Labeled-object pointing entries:
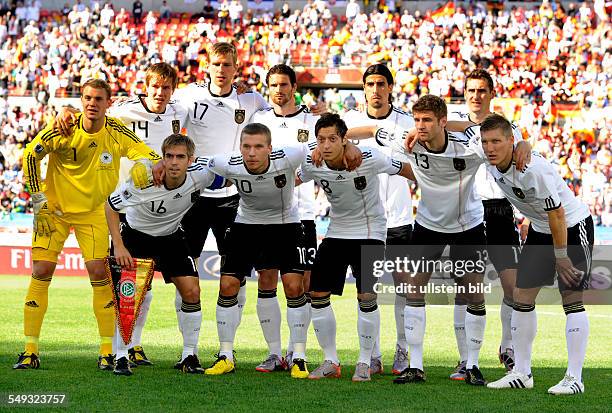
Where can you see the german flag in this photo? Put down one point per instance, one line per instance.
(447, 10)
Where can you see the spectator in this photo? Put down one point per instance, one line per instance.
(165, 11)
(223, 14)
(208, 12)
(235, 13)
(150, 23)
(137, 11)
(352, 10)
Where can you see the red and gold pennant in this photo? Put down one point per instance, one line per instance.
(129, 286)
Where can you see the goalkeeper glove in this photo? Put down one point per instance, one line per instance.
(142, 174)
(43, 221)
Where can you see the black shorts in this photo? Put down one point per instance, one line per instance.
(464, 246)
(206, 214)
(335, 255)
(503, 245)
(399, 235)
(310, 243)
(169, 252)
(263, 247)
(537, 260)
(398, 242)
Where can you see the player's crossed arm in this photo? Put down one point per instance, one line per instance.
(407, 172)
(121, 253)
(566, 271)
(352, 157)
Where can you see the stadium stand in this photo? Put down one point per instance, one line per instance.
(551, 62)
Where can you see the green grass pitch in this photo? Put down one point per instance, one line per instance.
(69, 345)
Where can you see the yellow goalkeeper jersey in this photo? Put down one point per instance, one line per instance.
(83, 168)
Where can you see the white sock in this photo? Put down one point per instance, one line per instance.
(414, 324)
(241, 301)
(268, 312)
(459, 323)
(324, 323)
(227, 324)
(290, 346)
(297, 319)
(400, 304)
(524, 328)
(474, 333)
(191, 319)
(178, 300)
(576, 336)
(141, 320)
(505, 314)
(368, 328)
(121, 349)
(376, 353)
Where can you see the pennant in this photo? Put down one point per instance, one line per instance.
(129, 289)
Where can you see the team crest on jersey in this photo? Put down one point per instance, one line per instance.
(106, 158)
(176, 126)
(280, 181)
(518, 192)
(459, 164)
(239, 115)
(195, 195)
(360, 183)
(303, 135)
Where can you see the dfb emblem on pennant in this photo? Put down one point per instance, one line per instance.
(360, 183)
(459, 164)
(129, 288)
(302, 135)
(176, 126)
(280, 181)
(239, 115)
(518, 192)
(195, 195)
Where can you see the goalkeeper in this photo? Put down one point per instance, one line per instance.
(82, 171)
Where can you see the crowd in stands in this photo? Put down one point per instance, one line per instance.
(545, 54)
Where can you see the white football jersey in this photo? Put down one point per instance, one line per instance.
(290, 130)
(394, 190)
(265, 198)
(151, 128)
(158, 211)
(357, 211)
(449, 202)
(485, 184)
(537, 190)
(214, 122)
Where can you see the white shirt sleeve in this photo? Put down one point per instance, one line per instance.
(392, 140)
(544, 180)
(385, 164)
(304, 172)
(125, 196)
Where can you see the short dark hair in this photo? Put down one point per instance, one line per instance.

---

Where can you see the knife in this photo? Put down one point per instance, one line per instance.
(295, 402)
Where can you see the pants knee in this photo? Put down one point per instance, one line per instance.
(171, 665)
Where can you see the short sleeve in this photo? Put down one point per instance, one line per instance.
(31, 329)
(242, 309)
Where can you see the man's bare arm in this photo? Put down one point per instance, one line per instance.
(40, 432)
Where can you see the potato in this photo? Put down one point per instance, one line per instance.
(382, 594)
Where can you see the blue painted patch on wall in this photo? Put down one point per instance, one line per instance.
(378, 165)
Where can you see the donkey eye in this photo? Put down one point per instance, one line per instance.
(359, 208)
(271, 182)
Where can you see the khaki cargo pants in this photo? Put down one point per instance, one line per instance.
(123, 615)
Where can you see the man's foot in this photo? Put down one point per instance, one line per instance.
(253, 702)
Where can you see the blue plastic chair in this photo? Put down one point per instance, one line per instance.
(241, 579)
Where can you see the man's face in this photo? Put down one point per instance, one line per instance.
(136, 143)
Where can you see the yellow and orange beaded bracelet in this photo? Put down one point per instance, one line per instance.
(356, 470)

Problem to work on:
Return everything from the line containing "Where can you see the white shirt" down to the line containing "Where can you see the short dark", both included, with each line unchanged.

Task solution:
Where can you see the white shirt sleeve in this photo? Put down one point per instance, one line per instance.
(392, 140)
(544, 180)
(385, 164)
(304, 172)
(125, 196)
Where can you see the short dark hair in this photo? Put down one point per instance, one line per instance.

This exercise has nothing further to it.